===== Given entries

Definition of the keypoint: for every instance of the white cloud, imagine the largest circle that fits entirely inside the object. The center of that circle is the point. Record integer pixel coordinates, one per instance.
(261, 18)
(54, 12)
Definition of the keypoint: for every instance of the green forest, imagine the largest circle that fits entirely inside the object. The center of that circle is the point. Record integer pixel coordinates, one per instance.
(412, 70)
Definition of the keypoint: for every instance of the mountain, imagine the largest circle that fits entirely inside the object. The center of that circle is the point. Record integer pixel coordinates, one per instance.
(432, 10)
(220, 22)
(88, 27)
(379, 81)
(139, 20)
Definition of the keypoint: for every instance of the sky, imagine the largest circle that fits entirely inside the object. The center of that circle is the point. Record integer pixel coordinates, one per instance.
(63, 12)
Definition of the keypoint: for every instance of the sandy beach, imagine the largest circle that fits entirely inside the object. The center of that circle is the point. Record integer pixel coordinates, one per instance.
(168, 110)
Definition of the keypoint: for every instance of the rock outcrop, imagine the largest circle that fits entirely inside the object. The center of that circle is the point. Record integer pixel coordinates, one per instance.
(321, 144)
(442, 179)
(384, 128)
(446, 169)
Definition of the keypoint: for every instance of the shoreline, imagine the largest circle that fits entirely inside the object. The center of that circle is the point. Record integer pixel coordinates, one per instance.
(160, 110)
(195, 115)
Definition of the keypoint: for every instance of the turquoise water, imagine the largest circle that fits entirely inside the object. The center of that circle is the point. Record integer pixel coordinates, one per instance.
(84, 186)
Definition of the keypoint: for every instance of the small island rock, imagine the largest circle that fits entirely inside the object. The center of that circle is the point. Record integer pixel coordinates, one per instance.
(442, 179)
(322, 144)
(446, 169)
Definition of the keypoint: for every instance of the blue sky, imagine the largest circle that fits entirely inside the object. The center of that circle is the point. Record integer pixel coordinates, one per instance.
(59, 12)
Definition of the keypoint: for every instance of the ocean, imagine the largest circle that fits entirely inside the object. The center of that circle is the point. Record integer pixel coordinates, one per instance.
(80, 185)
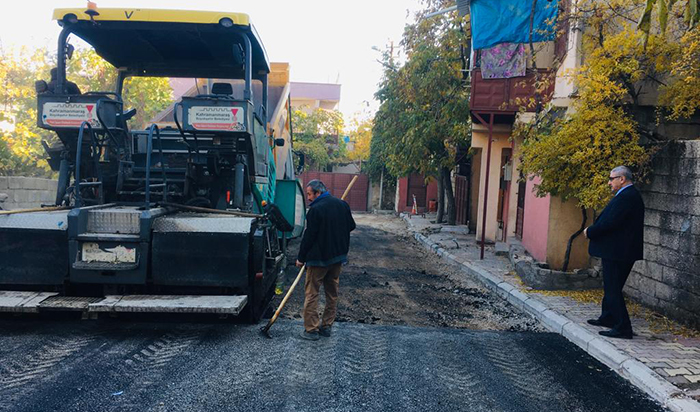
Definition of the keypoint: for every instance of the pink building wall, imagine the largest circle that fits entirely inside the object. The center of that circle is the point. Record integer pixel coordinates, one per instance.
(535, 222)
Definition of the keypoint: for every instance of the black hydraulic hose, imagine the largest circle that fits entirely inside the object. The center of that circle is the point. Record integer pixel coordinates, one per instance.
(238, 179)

==========
===== Given entries

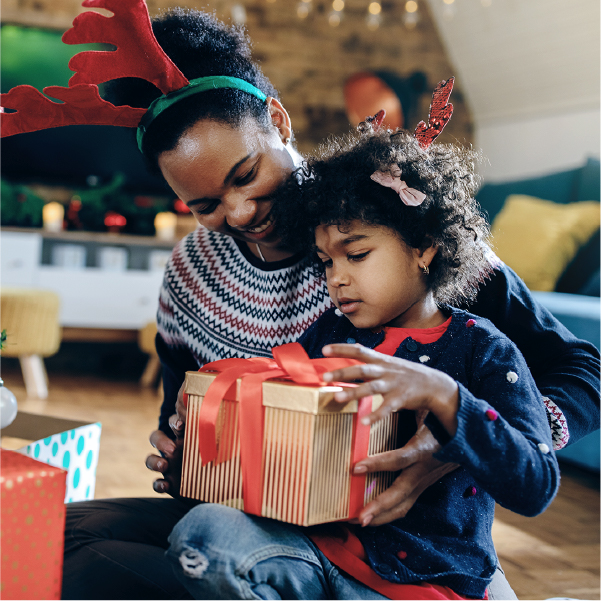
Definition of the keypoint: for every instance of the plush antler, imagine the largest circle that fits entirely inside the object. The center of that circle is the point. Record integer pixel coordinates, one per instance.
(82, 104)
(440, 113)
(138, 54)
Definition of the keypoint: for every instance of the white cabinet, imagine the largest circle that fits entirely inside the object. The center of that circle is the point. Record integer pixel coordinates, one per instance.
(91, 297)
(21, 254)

==========
===== Given entries

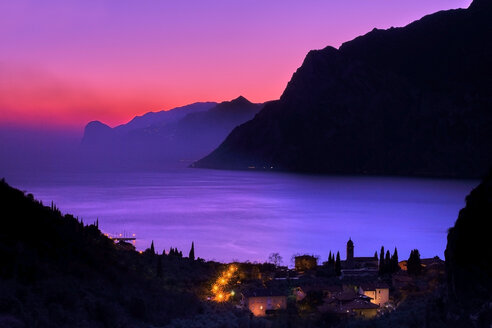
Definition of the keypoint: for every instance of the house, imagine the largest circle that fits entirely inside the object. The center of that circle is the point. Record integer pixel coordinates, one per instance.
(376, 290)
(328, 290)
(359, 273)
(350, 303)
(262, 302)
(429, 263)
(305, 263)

==========

* _Do this_
Pull out every line in the entries above that contains the word "shoreline". Only lines where the letter case matches count.

* _Result of the task_
Definition of the keypoint: for every instance of the shoreline, imagine the largest circle that fits entirely inside the object. The center of that circle is the point. Record integer pixel coordinates, one per instance.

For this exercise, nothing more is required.